2004-08-02 Thread Viet Nguyen
Hi list,
I'm trying to write a function similar to rbind, except that needs to 
add a factor to each component array before rbinding them together so 
that the rows from different arrays are distinguishable.

The problem that arose is how to loop through arguments in the dots 
... list. I need to get a hand on each of them but don't know how many 
of them there are and what their names are.

It'd be useful if I could look at how rbind(...) or c(...) do this but 
they are both Internal functions.

Thanks in anticipation of help!
Regards,
viet
__
[EMAIL PROTECTED] mailing list
https://www.stat.math.ethz.ch/mailman/listinfo/r-help
PLEASE do read the posting guide! http://www.R-project.org/posting-guide.html


Re: [R] dots expansion

2004-08-02 Thread Duncan Murdoch
On Tue, 03 Aug 2004 14:37:56 +1000, Viet Nguyen
[EMAIL PROTECTED] wrote:

Hi list,

I'm trying to write a function similar to rbind, except that needs to 
add a factor to each component array before rbinding them together so 
that the rows from different arrays are distinguishable.

> _Instruction_
Reproduce the part of the mailing-list thread that runs from "2004-08-02 Thread Viet" up to and including "both Internal functions.". The entries that come next stand apart from the mailing-list thread and are not part of it.

> _Given data_
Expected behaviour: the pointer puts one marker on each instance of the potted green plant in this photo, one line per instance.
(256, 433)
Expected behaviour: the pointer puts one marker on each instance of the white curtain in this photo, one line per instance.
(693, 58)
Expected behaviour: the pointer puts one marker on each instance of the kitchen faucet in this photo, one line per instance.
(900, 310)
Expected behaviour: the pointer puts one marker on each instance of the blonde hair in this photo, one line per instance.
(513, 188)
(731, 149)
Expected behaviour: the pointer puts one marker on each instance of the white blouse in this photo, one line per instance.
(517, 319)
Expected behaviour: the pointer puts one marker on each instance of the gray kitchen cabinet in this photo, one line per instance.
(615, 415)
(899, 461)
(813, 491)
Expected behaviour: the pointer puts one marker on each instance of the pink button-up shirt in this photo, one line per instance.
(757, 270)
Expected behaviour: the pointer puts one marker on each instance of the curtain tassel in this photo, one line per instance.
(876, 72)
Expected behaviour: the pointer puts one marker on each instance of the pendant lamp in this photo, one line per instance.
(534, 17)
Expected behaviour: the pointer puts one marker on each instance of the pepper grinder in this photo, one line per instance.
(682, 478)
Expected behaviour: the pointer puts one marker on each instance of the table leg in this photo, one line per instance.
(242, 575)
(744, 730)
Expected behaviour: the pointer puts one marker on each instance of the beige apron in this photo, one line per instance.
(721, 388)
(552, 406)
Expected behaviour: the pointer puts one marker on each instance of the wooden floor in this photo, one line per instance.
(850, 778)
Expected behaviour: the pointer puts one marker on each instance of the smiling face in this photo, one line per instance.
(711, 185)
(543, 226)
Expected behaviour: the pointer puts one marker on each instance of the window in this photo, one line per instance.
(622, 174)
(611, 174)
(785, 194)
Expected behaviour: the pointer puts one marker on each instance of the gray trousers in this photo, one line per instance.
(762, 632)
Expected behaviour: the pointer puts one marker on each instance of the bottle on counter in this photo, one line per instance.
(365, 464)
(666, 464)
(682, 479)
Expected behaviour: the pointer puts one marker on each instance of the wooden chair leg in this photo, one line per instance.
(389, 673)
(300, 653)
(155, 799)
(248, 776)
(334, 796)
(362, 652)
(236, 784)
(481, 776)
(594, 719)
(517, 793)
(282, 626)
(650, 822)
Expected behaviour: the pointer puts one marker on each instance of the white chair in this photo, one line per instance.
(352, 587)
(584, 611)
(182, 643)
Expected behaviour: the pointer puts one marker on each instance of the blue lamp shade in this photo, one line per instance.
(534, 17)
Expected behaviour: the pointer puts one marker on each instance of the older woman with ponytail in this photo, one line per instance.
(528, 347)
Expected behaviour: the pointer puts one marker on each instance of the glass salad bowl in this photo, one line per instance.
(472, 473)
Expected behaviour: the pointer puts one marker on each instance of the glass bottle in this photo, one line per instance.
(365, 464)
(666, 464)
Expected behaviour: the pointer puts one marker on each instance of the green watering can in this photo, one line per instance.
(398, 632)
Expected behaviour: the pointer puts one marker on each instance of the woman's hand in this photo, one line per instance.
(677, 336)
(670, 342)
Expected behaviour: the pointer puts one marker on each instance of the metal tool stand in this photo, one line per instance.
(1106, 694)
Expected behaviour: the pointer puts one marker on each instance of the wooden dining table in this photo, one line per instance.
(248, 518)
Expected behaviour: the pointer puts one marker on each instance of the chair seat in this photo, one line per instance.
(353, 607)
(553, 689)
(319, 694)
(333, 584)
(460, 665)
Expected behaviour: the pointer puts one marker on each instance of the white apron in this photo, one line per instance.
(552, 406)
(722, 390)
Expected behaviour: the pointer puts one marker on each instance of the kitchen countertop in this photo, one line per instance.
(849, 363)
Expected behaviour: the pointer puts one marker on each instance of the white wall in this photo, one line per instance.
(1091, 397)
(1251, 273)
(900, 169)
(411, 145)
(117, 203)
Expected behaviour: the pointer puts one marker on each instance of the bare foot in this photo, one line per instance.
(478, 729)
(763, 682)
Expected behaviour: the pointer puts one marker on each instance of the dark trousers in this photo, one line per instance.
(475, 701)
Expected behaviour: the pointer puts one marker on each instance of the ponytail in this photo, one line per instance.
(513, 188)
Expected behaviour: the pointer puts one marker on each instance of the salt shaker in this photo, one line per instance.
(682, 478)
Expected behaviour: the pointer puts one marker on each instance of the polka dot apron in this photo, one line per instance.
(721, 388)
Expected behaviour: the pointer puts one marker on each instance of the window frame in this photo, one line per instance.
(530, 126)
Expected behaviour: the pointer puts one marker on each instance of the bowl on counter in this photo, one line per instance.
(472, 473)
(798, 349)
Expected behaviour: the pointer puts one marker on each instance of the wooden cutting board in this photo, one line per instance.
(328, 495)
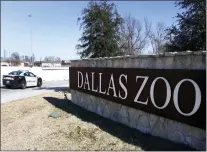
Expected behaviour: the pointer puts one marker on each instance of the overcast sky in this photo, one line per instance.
(54, 24)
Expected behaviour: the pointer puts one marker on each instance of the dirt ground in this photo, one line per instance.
(27, 125)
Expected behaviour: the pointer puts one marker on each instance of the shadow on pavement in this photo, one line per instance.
(126, 134)
(56, 89)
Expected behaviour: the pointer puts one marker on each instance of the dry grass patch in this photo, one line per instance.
(26, 125)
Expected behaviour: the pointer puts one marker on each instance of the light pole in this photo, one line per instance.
(30, 32)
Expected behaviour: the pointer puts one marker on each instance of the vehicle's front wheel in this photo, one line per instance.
(39, 83)
(23, 85)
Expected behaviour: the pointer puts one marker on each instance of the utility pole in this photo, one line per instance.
(30, 32)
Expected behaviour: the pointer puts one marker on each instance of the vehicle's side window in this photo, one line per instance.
(26, 74)
(31, 74)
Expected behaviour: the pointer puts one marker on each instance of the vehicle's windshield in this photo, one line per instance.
(15, 73)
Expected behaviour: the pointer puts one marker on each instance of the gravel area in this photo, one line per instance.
(26, 125)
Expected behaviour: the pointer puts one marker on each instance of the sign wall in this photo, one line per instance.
(179, 95)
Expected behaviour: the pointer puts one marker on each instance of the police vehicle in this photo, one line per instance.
(21, 79)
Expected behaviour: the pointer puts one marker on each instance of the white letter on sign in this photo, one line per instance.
(197, 97)
(86, 82)
(123, 87)
(79, 86)
(140, 90)
(168, 93)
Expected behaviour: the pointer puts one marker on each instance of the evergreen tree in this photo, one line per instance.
(191, 31)
(100, 22)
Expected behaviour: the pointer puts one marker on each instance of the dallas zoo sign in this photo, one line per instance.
(179, 95)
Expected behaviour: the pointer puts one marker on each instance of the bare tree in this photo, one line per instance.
(157, 37)
(15, 58)
(133, 36)
(57, 59)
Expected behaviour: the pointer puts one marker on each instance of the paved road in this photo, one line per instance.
(15, 94)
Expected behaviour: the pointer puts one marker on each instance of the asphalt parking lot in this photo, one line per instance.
(15, 94)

> _Reply_
2004-08-02 Thread Viet Nguyen
Hi list,
I'm trying to write a function similar to rbind, except that needs to 
add a factor to each component array before rbinding them together so 
that the rows from different arrays are distinguishable.

The problem that arose is how to loop through arguments in the dots 
... list. I need to get a hand on each of them but don't know how many 
of them there are and what their names are.

It'd be useful if I could look at how rbind(...) or c(...) do this but 
they are both Internal functions.